Segment Open

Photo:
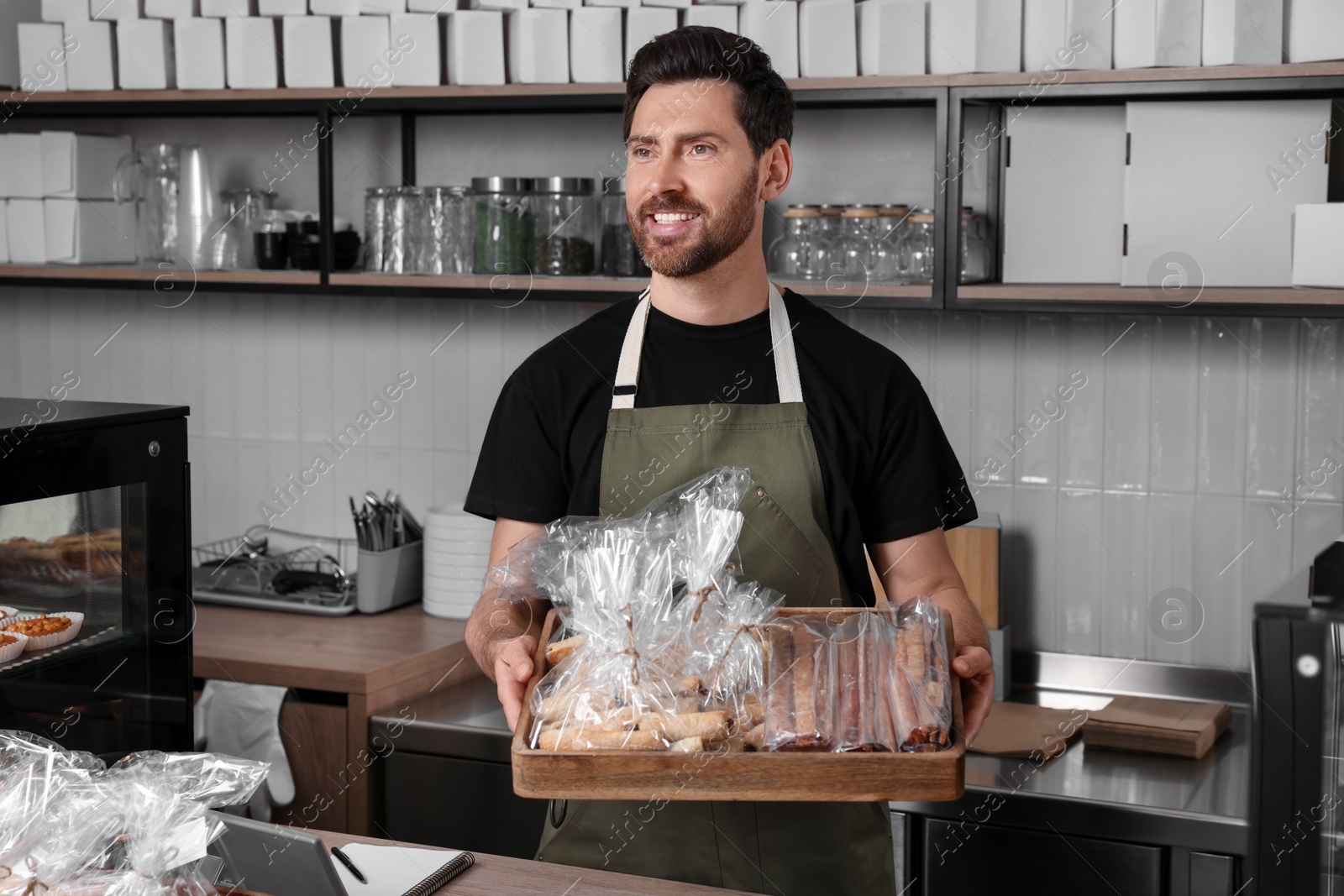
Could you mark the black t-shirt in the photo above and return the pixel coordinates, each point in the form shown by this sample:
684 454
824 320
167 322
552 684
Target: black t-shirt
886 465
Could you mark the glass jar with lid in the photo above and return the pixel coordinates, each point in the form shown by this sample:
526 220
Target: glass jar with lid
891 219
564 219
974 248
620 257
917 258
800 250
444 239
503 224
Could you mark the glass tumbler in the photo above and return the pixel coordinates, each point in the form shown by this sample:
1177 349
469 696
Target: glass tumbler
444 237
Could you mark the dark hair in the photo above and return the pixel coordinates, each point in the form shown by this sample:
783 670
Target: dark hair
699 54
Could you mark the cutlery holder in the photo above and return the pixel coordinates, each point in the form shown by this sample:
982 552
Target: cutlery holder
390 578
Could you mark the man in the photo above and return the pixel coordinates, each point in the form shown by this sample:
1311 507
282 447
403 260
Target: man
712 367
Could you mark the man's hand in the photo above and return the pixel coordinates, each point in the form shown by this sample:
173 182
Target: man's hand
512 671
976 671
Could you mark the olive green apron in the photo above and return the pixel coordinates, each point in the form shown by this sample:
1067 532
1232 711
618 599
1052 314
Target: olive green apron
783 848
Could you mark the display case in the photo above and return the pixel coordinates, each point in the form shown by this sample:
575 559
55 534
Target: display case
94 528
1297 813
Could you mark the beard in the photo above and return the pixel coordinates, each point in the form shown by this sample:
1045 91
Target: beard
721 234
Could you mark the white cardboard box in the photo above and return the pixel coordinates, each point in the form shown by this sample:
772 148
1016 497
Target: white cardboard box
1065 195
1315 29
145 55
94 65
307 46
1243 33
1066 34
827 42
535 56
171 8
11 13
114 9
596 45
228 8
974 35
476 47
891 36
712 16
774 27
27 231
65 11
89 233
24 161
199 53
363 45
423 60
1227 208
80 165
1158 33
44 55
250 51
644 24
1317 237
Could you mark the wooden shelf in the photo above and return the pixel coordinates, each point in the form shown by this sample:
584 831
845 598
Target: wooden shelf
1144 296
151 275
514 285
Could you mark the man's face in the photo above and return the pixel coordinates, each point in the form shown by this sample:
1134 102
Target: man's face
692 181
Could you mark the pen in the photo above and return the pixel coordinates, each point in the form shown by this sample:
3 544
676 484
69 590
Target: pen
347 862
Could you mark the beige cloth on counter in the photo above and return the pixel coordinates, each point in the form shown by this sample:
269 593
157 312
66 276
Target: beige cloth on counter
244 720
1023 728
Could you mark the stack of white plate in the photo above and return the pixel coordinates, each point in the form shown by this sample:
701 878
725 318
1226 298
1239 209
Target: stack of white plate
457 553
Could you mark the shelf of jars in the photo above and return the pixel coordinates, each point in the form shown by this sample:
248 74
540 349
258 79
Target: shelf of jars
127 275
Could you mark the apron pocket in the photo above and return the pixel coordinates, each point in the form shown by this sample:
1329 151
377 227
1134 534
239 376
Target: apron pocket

Segment Closed

Action item: Go through the entries and report every line with the string "pocket".

Solution below:
Could you mark the apron pocket in the photo above and return the pixel coordinates, each point in the form shown by this sample:
Target: apron pocket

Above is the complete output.